_WHAT IS NEEDED_
Transcribe precisely those lines of the listing that fall between the line containing "Kindly outline every instance of the upholstered" and the last line, inclusive of both.

(Region labeling items)
*****
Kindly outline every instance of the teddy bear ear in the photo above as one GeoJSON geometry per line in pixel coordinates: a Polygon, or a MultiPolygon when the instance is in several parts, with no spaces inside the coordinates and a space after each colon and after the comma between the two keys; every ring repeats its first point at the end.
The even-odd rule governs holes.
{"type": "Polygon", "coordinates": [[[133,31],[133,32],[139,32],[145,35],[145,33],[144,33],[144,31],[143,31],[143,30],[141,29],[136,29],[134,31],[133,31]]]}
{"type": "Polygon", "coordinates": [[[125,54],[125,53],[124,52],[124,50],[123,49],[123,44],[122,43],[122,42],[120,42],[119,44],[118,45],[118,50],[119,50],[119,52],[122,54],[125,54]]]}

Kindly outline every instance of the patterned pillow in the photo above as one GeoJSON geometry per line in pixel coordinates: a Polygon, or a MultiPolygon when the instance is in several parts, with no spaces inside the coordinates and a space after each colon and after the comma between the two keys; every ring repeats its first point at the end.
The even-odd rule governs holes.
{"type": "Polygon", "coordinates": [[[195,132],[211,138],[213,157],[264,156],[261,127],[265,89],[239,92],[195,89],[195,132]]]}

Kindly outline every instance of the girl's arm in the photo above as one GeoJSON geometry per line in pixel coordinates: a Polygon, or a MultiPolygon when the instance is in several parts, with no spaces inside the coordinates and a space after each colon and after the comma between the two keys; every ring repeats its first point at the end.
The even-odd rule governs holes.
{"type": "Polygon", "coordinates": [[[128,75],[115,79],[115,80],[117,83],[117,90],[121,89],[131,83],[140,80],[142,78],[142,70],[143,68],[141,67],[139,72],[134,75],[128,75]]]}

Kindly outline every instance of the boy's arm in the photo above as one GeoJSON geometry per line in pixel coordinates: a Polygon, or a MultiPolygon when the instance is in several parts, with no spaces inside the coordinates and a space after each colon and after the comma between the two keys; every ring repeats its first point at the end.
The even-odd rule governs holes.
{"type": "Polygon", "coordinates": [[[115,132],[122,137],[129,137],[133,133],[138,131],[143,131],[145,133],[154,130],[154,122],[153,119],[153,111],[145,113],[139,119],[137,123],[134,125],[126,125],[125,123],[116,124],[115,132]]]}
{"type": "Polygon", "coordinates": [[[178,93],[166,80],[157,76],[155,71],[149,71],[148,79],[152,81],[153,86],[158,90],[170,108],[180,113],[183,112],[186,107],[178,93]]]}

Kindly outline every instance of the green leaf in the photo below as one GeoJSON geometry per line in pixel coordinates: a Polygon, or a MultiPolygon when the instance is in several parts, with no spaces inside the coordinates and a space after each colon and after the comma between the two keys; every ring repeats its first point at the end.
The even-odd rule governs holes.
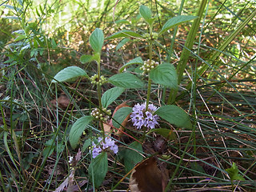
{"type": "Polygon", "coordinates": [[[165,138],[166,138],[167,140],[176,139],[176,135],[174,134],[174,131],[170,129],[166,129],[166,128],[152,129],[147,134],[150,134],[151,132],[154,132],[158,134],[160,134],[165,138]]]}
{"type": "Polygon", "coordinates": [[[150,77],[155,83],[178,89],[176,70],[170,63],[165,62],[151,70],[150,77]]]}
{"type": "Polygon", "coordinates": [[[100,53],[104,42],[104,34],[102,30],[96,28],[89,38],[89,42],[96,53],[100,53]]]}
{"type": "Polygon", "coordinates": [[[132,112],[131,107],[122,107],[117,110],[114,114],[113,126],[116,128],[119,128],[120,125],[126,119],[126,118],[132,112]]]}
{"type": "Polygon", "coordinates": [[[94,59],[94,57],[90,54],[83,54],[80,57],[80,62],[82,63],[90,62],[94,59]]]}
{"type": "Polygon", "coordinates": [[[84,116],[74,123],[70,132],[70,143],[73,149],[76,148],[82,132],[93,119],[92,116],[84,116]]]}
{"type": "Polygon", "coordinates": [[[102,97],[102,106],[106,108],[110,105],[115,99],[117,99],[123,91],[125,91],[123,87],[113,87],[107,91],[106,91],[102,97]]]}
{"type": "Polygon", "coordinates": [[[231,181],[245,181],[245,178],[238,174],[239,170],[238,169],[237,165],[234,162],[233,162],[232,166],[230,168],[228,168],[226,170],[229,174],[231,181]]]}
{"type": "Polygon", "coordinates": [[[161,106],[154,114],[178,127],[192,128],[192,124],[188,114],[177,106],[168,105],[161,106]]]}
{"type": "Polygon", "coordinates": [[[140,154],[140,153],[142,151],[142,144],[138,142],[134,142],[129,145],[129,147],[133,150],[126,150],[124,162],[126,173],[133,169],[138,162],[140,162],[143,160],[143,157],[140,154]]]}
{"type": "Polygon", "coordinates": [[[146,6],[142,5],[139,7],[139,14],[146,21],[152,18],[152,12],[146,6]]]}
{"type": "Polygon", "coordinates": [[[152,12],[146,6],[141,6],[139,7],[139,13],[150,26],[151,26],[157,18],[157,17],[152,18],[152,12]]]}
{"type": "Polygon", "coordinates": [[[123,66],[122,66],[120,69],[119,69],[119,72],[122,72],[124,70],[124,69],[126,67],[127,67],[128,66],[130,66],[130,65],[134,65],[134,64],[140,64],[140,65],[143,65],[143,60],[142,59],[141,57],[138,57],[138,58],[134,58],[133,60],[130,61],[129,62],[126,63],[123,66]]]}
{"type": "Polygon", "coordinates": [[[107,154],[103,151],[92,160],[88,167],[89,175],[90,180],[94,182],[95,187],[99,187],[107,172],[107,154]]]}
{"type": "Polygon", "coordinates": [[[117,74],[109,78],[109,82],[116,86],[126,89],[142,88],[143,82],[135,75],[129,73],[117,74]]]}
{"type": "Polygon", "coordinates": [[[114,38],[142,38],[142,36],[140,35],[139,34],[137,34],[134,31],[132,30],[120,30],[110,37],[106,38],[106,39],[114,39],[114,38]]]}
{"type": "Polygon", "coordinates": [[[174,17],[172,18],[170,18],[162,27],[162,30],[160,30],[158,35],[162,35],[166,31],[169,30],[170,29],[178,26],[183,22],[189,22],[192,19],[194,19],[198,18],[197,16],[193,15],[178,15],[176,17],[174,17]]]}
{"type": "Polygon", "coordinates": [[[120,19],[120,20],[117,20],[117,21],[114,21],[114,22],[116,24],[130,24],[127,20],[126,19],[120,19]]]}
{"type": "Polygon", "coordinates": [[[124,45],[126,45],[126,42],[130,42],[130,38],[124,38],[122,39],[118,45],[117,46],[117,47],[115,48],[115,51],[118,50],[122,46],[123,46],[124,45]]]}
{"type": "Polygon", "coordinates": [[[51,81],[52,82],[65,82],[73,78],[87,77],[86,72],[78,66],[68,66],[59,71],[51,81]]]}

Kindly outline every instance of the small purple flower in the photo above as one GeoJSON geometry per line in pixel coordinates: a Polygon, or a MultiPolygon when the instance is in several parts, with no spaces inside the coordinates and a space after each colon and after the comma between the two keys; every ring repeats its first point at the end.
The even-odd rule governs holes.
{"type": "Polygon", "coordinates": [[[159,116],[153,114],[157,109],[153,104],[150,104],[147,111],[146,111],[146,103],[136,104],[133,107],[133,112],[130,114],[134,126],[139,130],[142,126],[154,129],[156,125],[158,125],[159,116]]]}
{"type": "Polygon", "coordinates": [[[102,138],[98,138],[98,145],[96,146],[94,142],[92,142],[93,147],[92,147],[92,154],[93,158],[96,158],[98,155],[101,154],[101,152],[104,150],[107,150],[110,149],[114,154],[118,152],[118,146],[114,144],[114,141],[110,138],[105,138],[105,142],[102,138]]]}

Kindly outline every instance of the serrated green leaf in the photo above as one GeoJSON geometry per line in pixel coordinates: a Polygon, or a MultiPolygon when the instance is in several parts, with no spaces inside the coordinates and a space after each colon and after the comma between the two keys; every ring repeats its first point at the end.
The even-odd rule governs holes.
{"type": "Polygon", "coordinates": [[[157,17],[152,18],[152,12],[146,6],[141,6],[139,7],[139,13],[150,26],[151,26],[157,18],[157,17]]]}
{"type": "Polygon", "coordinates": [[[100,53],[104,42],[104,34],[102,30],[96,28],[89,38],[89,42],[96,53],[100,53]]]}
{"type": "Polygon", "coordinates": [[[83,54],[80,57],[80,62],[82,63],[86,63],[86,62],[90,62],[94,59],[94,57],[90,54],[83,54]]]}
{"type": "Polygon", "coordinates": [[[126,150],[124,162],[126,173],[133,169],[138,162],[143,160],[143,157],[140,154],[140,152],[142,151],[142,144],[138,142],[134,142],[129,145],[129,147],[133,150],[126,150]]]}
{"type": "Polygon", "coordinates": [[[120,30],[110,37],[106,38],[106,39],[114,39],[114,38],[142,38],[142,36],[140,35],[139,34],[137,34],[134,31],[132,30],[120,30]]]}
{"type": "Polygon", "coordinates": [[[155,83],[178,89],[176,70],[170,63],[165,62],[151,70],[150,77],[155,83]]]}
{"type": "Polygon", "coordinates": [[[94,178],[96,188],[102,185],[106,177],[107,169],[107,154],[103,151],[93,159],[88,167],[90,178],[91,181],[94,178]]]}
{"type": "Polygon", "coordinates": [[[109,82],[115,86],[121,86],[126,89],[142,88],[143,82],[135,75],[129,73],[122,73],[113,75],[109,82]]]}
{"type": "Polygon", "coordinates": [[[126,67],[127,67],[128,66],[130,65],[134,65],[134,64],[140,64],[140,65],[143,65],[143,60],[141,57],[138,57],[138,58],[135,58],[132,60],[130,60],[129,62],[126,63],[123,66],[122,66],[120,69],[119,69],[119,72],[122,72],[124,70],[124,69],[126,67]]]}
{"type": "Polygon", "coordinates": [[[193,15],[178,15],[174,18],[170,18],[162,27],[158,35],[162,35],[163,33],[167,31],[168,30],[178,26],[183,22],[189,22],[192,19],[198,18],[197,16],[193,15]]]}
{"type": "Polygon", "coordinates": [[[73,149],[76,148],[82,132],[93,119],[92,116],[84,116],[74,123],[70,132],[70,143],[73,149]]]}
{"type": "Polygon", "coordinates": [[[161,106],[154,114],[178,127],[192,128],[192,124],[188,114],[177,106],[168,105],[161,106]]]}
{"type": "Polygon", "coordinates": [[[114,114],[113,126],[116,128],[120,128],[120,125],[126,119],[126,118],[132,112],[131,107],[122,107],[114,114]]]}
{"type": "Polygon", "coordinates": [[[146,6],[141,6],[139,7],[139,14],[142,16],[145,20],[150,19],[152,18],[152,12],[150,8],[146,6]]]}
{"type": "Polygon", "coordinates": [[[117,99],[123,91],[125,91],[123,87],[113,87],[107,91],[106,91],[102,97],[102,106],[106,108],[110,105],[115,99],[117,99]]]}
{"type": "Polygon", "coordinates": [[[78,77],[88,77],[88,75],[84,70],[78,66],[68,66],[59,71],[51,82],[65,82],[70,78],[78,77]]]}
{"type": "Polygon", "coordinates": [[[126,43],[127,43],[128,42],[130,42],[130,38],[124,38],[122,39],[118,45],[117,46],[117,47],[115,48],[115,51],[118,50],[122,46],[123,46],[124,45],[126,45],[126,43]]]}

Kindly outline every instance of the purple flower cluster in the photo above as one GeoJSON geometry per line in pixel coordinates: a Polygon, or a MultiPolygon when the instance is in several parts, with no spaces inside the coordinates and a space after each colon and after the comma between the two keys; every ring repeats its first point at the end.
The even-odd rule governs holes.
{"type": "Polygon", "coordinates": [[[96,158],[98,155],[101,154],[101,152],[104,150],[110,150],[114,154],[118,152],[118,146],[114,144],[114,141],[110,138],[105,138],[105,142],[102,138],[98,138],[98,145],[96,146],[94,142],[92,142],[93,147],[92,147],[92,154],[93,158],[96,158]]]}
{"type": "Polygon", "coordinates": [[[150,104],[146,111],[146,103],[141,105],[138,103],[136,104],[133,107],[133,112],[130,114],[134,126],[139,130],[142,126],[154,129],[156,125],[158,125],[158,120],[159,119],[159,116],[153,114],[157,109],[158,108],[153,104],[150,104]]]}

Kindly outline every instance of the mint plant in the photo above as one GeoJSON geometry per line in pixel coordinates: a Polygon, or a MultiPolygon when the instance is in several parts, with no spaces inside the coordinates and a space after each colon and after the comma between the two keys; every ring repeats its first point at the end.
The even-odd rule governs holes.
{"type": "MultiPolygon", "coordinates": [[[[160,58],[153,59],[153,44],[157,43],[157,39],[170,29],[177,25],[190,21],[194,16],[177,16],[169,19],[162,27],[160,31],[154,31],[154,23],[157,17],[154,17],[151,10],[146,6],[141,6],[139,13],[148,26],[149,33],[138,34],[132,30],[121,30],[110,37],[106,40],[118,38],[136,38],[138,41],[146,41],[148,43],[148,58],[143,61],[141,57],[135,58],[126,63],[120,68],[119,74],[114,74],[107,78],[101,71],[101,51],[104,44],[104,34],[102,30],[96,28],[89,38],[90,44],[94,50],[92,55],[82,55],[82,63],[95,61],[97,62],[97,74],[89,77],[86,71],[78,66],[69,66],[59,71],[54,78],[52,82],[64,82],[74,78],[86,78],[96,86],[98,103],[91,103],[95,106],[90,114],[78,118],[72,126],[69,141],[73,149],[75,149],[79,142],[80,138],[87,126],[95,121],[101,127],[101,134],[97,139],[98,143],[91,142],[92,162],[89,166],[89,174],[92,182],[98,187],[103,181],[107,172],[107,153],[118,154],[118,147],[115,142],[106,135],[104,130],[104,123],[107,123],[111,114],[111,110],[107,107],[117,99],[126,89],[140,89],[146,86],[147,82],[147,94],[146,101],[141,101],[134,107],[122,107],[117,110],[113,117],[113,126],[119,128],[124,119],[130,115],[134,127],[143,130],[142,136],[139,138],[142,143],[146,134],[151,129],[154,130],[159,125],[158,120],[162,118],[178,127],[192,127],[187,114],[180,107],[174,105],[163,105],[160,107],[150,104],[152,84],[169,87],[171,90],[178,90],[178,78],[175,67],[170,62],[162,62],[160,58]],[[125,69],[130,65],[138,65],[140,75],[134,73],[126,72],[125,69]],[[146,81],[145,81],[146,80],[146,81]],[[110,83],[114,87],[102,93],[102,85],[110,83]],[[99,168],[101,168],[99,170],[99,168]]],[[[156,129],[157,130],[157,129],[156,129]]],[[[161,133],[161,132],[158,132],[161,133]]],[[[134,142],[131,144],[136,149],[142,150],[142,144],[134,142]]],[[[134,152],[133,152],[134,153],[134,152]]],[[[130,152],[126,153],[127,154],[130,152]]],[[[140,155],[139,155],[140,156],[140,155]]],[[[127,159],[130,157],[125,155],[124,161],[126,166],[134,166],[138,162],[131,162],[127,159]]],[[[141,160],[141,158],[136,159],[141,160]]],[[[127,169],[126,169],[127,170],[127,169]]],[[[130,170],[129,169],[127,170],[130,170]]]]}

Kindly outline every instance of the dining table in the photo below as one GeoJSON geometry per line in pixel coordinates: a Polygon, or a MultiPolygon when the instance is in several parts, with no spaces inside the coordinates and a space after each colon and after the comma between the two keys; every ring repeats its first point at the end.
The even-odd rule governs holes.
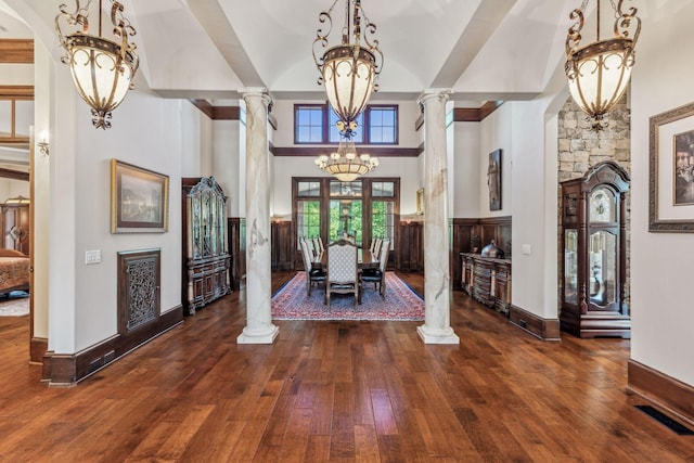
{"type": "MultiPolygon", "coordinates": [[[[372,254],[371,250],[357,248],[357,266],[360,269],[377,269],[378,263],[378,256],[372,254]]],[[[311,261],[311,268],[316,270],[327,268],[327,249],[318,253],[311,261]]]]}

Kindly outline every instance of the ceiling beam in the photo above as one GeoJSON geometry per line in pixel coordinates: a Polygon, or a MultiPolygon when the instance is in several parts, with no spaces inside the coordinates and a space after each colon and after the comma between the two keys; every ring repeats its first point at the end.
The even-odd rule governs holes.
{"type": "Polygon", "coordinates": [[[481,1],[429,87],[451,88],[497,30],[517,0],[481,1]]]}
{"type": "Polygon", "coordinates": [[[34,39],[0,39],[0,63],[34,64],[34,39]]]}

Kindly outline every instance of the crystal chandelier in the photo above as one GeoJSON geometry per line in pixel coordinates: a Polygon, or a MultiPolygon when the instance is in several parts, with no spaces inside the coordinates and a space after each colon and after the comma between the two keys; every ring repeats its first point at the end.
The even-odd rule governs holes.
{"type": "Polygon", "coordinates": [[[136,44],[128,42],[128,36],[136,30],[123,15],[123,4],[115,0],[111,8],[111,22],[115,40],[101,37],[102,0],[99,0],[98,20],[99,36],[89,34],[89,8],[92,0],[75,0],[75,12],[67,11],[67,5],[60,7],[55,16],[55,33],[65,49],[61,59],[69,65],[73,80],[79,95],[91,106],[92,124],[95,128],[111,128],[111,112],[115,110],[128,90],[132,90],[140,59],[136,53],[136,44]],[[63,34],[61,20],[66,26],[81,30],[63,34]]]}
{"type": "Polygon", "coordinates": [[[606,127],[605,115],[621,99],[629,85],[635,60],[634,48],[641,31],[641,20],[637,16],[635,8],[625,13],[621,10],[624,0],[619,0],[617,5],[614,0],[609,2],[615,11],[614,37],[600,39],[601,0],[597,0],[596,39],[580,47],[583,14],[588,4],[588,0],[583,0],[581,7],[569,15],[577,23],[569,27],[566,38],[564,69],[568,77],[568,88],[574,101],[592,119],[593,131],[606,127]]]}
{"type": "Polygon", "coordinates": [[[313,61],[321,73],[318,82],[325,85],[327,100],[339,118],[337,128],[349,138],[357,128],[357,116],[367,105],[371,92],[378,90],[376,81],[383,65],[383,53],[378,49],[378,40],[370,40],[376,31],[376,25],[365,16],[360,0],[345,0],[342,43],[329,48],[327,38],[333,28],[331,13],[337,1],[318,16],[323,25],[313,40],[313,61]],[[321,55],[322,50],[324,52],[321,55]]]}
{"type": "Polygon", "coordinates": [[[337,151],[330,157],[319,156],[314,160],[319,169],[335,176],[340,182],[352,182],[359,176],[378,167],[378,159],[368,154],[357,155],[355,142],[350,139],[343,139],[337,146],[337,151]]]}

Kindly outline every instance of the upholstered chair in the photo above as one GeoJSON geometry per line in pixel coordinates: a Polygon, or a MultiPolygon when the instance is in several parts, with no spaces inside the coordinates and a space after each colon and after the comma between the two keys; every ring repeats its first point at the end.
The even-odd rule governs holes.
{"type": "Polygon", "coordinates": [[[378,290],[381,297],[386,297],[386,267],[388,266],[388,256],[390,253],[390,240],[383,240],[381,244],[381,255],[378,256],[377,269],[364,269],[361,273],[361,281],[364,283],[373,283],[374,288],[378,290]]]}
{"type": "Polygon", "coordinates": [[[357,246],[347,240],[338,240],[327,246],[325,304],[329,310],[331,293],[354,294],[355,307],[360,303],[357,246]]]}
{"type": "Polygon", "coordinates": [[[325,284],[325,272],[320,269],[313,269],[312,261],[313,255],[308,247],[308,242],[305,239],[299,240],[301,244],[301,258],[304,260],[304,270],[306,271],[306,295],[311,295],[313,285],[325,284]]]}

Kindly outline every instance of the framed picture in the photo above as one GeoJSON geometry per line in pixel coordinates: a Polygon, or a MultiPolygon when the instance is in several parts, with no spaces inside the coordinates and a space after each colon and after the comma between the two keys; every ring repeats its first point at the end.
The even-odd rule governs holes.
*****
_EXERCISE ANSWER_
Kindly outline every instance of the upholstered chair in the photo above as one GeoJSON geometry per line in pixel coordinates: a Polygon, or a MultiPolygon when the instance is in several parts, with no spaces inside the coordinates and a space after each colon and after the comma between the two keys; every ring repeats its first point at the end.
The even-odd rule governs holes.
{"type": "Polygon", "coordinates": [[[378,290],[381,297],[386,297],[386,267],[388,266],[388,256],[390,253],[390,240],[383,240],[381,244],[381,255],[378,256],[377,269],[364,269],[361,273],[361,281],[364,283],[373,283],[374,288],[378,290]]]}
{"type": "Polygon", "coordinates": [[[357,246],[347,240],[338,240],[327,246],[325,304],[329,310],[331,293],[354,294],[355,307],[360,303],[357,246]]]}
{"type": "Polygon", "coordinates": [[[325,284],[325,272],[320,269],[313,269],[312,261],[313,255],[308,247],[308,242],[305,239],[299,240],[301,244],[301,258],[304,260],[304,270],[306,271],[306,295],[311,295],[313,285],[325,284]]]}

Kindly outline every instance of the framed picture in the photo above as one GeoJSON geometry per line in pixel coordinates: a Polygon, or a MultiPolygon when the instance is in several parts, with no spaces inside the coordinates and a space after each colon and after the comma between the two keys; every ring repeats its first point at the end.
The even-odd rule governs holes.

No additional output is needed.